[start of Data entries]

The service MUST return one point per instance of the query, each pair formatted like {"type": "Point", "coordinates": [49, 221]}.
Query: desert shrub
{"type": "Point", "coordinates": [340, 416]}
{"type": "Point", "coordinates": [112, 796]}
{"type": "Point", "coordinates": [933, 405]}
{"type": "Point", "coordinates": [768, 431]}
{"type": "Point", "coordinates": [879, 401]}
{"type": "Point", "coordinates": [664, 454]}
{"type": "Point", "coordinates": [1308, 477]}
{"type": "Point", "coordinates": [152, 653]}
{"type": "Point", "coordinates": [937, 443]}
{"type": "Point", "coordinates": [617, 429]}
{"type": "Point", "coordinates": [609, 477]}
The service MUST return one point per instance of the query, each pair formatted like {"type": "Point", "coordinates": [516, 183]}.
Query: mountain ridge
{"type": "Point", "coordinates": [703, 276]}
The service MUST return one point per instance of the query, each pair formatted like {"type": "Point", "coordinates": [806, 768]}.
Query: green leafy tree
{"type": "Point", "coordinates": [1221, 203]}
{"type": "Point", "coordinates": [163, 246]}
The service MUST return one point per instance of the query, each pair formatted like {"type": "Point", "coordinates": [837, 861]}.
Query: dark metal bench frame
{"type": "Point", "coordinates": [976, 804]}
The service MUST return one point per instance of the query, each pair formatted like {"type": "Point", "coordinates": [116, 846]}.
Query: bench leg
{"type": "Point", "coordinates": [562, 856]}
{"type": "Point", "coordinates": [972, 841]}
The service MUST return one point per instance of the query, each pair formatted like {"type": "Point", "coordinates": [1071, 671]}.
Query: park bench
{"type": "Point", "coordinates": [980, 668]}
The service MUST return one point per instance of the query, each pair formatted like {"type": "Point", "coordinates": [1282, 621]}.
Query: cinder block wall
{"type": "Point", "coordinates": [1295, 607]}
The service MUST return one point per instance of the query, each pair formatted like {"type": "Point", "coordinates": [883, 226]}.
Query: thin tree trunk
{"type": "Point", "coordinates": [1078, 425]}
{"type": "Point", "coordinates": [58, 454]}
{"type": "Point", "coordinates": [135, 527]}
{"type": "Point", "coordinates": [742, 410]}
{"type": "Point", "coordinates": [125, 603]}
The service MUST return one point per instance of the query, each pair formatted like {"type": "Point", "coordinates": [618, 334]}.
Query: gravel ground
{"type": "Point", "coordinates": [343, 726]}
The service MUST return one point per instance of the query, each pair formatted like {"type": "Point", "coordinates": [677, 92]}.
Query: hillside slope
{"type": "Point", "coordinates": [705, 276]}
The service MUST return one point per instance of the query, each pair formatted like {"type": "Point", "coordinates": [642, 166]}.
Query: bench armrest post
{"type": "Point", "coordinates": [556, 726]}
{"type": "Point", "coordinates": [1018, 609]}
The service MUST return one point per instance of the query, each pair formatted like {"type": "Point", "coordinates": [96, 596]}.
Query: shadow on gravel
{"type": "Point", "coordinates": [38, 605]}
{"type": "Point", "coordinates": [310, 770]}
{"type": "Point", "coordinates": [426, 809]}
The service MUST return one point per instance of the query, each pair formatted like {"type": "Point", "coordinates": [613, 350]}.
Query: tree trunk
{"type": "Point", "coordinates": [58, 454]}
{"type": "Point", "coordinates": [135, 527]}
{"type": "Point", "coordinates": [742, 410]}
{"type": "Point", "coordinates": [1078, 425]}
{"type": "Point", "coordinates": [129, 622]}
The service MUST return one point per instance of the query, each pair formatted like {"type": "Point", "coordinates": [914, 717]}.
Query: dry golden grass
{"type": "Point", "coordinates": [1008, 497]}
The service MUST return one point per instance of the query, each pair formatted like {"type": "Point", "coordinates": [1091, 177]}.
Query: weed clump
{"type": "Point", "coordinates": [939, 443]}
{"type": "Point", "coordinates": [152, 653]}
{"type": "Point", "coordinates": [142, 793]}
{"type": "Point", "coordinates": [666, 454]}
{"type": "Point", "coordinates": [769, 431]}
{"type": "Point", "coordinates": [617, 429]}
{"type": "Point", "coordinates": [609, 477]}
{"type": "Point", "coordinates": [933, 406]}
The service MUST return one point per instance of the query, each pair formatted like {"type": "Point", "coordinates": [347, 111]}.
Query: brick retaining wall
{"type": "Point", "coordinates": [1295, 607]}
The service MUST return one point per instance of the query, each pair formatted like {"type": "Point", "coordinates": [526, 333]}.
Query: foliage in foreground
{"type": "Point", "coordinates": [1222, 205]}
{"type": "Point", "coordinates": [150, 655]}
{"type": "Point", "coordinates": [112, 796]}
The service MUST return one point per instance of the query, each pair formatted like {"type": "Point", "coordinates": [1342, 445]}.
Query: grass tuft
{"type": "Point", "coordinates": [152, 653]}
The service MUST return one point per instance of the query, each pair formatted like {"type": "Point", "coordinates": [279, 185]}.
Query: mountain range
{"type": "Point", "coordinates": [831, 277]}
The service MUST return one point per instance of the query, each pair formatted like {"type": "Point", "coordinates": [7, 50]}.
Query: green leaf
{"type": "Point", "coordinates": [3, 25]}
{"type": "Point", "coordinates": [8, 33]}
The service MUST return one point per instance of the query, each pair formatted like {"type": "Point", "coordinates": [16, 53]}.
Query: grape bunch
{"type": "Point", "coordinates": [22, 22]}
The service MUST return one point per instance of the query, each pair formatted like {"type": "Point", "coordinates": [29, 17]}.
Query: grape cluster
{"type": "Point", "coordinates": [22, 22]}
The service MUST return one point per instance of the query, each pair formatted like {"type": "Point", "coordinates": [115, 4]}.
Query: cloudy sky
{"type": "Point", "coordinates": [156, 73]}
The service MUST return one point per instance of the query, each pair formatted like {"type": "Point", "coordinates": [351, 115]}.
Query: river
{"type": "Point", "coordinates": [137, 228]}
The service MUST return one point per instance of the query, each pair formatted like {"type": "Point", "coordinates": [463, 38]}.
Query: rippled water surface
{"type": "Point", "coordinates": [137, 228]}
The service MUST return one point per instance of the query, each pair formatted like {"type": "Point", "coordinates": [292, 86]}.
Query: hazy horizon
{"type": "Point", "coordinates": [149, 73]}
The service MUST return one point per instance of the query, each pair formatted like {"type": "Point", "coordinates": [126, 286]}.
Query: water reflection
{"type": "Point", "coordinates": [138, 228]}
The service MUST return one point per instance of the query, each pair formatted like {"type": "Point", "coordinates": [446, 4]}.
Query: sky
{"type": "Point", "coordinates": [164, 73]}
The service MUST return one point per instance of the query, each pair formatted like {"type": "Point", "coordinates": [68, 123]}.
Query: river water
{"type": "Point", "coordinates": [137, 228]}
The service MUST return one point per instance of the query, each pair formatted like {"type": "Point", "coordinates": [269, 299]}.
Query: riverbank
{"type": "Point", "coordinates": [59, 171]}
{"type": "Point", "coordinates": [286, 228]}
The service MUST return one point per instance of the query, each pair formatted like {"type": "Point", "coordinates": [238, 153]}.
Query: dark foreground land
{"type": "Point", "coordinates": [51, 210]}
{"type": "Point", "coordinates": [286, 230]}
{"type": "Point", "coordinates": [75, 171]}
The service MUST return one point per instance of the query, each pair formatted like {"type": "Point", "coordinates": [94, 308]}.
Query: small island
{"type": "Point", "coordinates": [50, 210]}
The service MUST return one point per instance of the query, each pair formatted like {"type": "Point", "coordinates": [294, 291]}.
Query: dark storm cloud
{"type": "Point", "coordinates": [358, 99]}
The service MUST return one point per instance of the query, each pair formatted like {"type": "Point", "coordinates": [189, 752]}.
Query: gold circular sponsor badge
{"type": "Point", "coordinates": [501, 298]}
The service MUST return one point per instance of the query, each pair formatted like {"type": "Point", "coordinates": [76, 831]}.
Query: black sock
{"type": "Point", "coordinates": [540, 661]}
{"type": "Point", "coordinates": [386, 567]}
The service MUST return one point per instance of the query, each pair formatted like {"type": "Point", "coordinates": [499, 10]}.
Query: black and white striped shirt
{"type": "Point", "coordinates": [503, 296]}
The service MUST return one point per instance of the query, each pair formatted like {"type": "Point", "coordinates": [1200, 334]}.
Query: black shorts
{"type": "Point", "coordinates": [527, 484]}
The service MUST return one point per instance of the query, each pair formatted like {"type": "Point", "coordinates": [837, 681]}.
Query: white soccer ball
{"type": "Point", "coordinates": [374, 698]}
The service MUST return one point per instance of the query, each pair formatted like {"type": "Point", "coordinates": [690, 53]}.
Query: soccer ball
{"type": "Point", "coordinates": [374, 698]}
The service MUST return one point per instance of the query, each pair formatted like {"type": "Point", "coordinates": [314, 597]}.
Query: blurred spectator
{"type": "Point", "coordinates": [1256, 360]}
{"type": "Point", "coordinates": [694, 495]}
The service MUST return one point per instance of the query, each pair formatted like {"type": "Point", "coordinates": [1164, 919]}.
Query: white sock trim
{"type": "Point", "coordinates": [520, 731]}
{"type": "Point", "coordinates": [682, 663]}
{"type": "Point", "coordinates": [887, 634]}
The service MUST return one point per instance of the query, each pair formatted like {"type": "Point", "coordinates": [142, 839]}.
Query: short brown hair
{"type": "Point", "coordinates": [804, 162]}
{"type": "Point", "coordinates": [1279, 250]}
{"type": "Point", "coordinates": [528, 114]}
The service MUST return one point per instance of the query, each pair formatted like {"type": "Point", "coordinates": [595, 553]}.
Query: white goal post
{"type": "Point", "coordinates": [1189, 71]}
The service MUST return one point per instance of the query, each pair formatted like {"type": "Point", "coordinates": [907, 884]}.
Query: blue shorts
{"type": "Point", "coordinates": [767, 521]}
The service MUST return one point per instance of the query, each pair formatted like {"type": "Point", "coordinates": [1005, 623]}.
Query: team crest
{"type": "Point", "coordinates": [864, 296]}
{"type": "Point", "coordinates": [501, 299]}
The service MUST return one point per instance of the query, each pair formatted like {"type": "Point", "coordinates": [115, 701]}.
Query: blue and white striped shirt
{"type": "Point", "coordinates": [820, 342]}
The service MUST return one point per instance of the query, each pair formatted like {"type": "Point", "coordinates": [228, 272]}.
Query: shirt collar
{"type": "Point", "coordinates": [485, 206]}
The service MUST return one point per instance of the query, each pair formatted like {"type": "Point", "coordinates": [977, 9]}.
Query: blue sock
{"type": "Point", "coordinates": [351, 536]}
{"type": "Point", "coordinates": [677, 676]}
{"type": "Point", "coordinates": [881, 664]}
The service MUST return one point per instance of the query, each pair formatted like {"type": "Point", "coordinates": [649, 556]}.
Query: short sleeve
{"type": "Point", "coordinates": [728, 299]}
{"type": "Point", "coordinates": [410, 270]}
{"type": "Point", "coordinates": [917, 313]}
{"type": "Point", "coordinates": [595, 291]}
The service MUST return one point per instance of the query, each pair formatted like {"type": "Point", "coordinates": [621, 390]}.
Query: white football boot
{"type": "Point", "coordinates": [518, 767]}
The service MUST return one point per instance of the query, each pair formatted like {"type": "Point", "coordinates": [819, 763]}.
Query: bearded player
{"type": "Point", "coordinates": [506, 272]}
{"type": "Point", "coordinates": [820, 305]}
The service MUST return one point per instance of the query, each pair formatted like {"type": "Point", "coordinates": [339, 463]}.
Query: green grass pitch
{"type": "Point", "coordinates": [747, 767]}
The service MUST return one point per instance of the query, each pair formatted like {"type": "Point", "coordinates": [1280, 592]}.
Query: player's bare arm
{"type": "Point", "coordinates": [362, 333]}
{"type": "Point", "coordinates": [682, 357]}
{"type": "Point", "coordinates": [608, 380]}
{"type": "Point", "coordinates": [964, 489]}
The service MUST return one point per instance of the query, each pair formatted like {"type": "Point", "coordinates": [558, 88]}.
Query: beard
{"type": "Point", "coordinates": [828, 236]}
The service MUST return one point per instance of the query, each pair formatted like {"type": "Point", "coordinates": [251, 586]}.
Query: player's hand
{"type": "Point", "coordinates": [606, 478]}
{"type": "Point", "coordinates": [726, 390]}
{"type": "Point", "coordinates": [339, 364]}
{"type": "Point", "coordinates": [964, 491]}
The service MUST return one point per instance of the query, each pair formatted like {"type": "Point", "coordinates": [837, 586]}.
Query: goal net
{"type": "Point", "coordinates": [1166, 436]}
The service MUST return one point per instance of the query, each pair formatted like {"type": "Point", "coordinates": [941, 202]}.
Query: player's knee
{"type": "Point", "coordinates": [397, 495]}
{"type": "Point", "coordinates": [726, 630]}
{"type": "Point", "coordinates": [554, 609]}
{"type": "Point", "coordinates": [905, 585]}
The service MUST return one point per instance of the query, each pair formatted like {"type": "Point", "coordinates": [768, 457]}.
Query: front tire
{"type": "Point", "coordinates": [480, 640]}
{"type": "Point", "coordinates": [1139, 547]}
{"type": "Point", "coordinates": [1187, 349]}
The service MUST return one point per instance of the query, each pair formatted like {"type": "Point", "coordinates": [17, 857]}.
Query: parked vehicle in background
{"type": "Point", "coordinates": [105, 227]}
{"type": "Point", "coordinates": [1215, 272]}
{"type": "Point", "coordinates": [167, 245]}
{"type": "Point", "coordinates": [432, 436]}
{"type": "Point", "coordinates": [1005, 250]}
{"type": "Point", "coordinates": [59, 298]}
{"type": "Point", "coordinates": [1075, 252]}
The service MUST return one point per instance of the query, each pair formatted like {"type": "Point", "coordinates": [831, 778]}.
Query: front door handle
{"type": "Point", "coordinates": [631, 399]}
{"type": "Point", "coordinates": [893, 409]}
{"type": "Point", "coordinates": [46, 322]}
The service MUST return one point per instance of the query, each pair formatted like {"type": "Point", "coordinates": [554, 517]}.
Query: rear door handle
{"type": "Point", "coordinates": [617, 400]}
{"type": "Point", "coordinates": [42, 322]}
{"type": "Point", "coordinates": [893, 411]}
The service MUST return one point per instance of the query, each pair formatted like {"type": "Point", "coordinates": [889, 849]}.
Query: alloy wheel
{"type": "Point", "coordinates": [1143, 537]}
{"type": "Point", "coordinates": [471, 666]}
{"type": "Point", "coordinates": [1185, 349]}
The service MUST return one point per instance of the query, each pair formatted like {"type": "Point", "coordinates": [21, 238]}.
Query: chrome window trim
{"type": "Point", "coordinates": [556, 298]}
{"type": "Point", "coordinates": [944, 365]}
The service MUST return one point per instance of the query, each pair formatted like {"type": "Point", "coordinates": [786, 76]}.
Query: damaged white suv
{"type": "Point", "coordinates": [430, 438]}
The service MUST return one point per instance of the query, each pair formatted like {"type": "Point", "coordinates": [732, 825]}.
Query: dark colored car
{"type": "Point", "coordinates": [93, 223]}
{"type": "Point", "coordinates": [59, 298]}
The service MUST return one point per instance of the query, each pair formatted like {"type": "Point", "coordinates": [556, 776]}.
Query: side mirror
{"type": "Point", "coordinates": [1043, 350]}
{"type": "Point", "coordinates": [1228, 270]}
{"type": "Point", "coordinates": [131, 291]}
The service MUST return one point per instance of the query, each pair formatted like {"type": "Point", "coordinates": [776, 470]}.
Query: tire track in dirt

[end of Data entries]

• _Aim_
Gather every line of the material that contains the string "front".

• _The completed task_
Query: front tire
Query: front door handle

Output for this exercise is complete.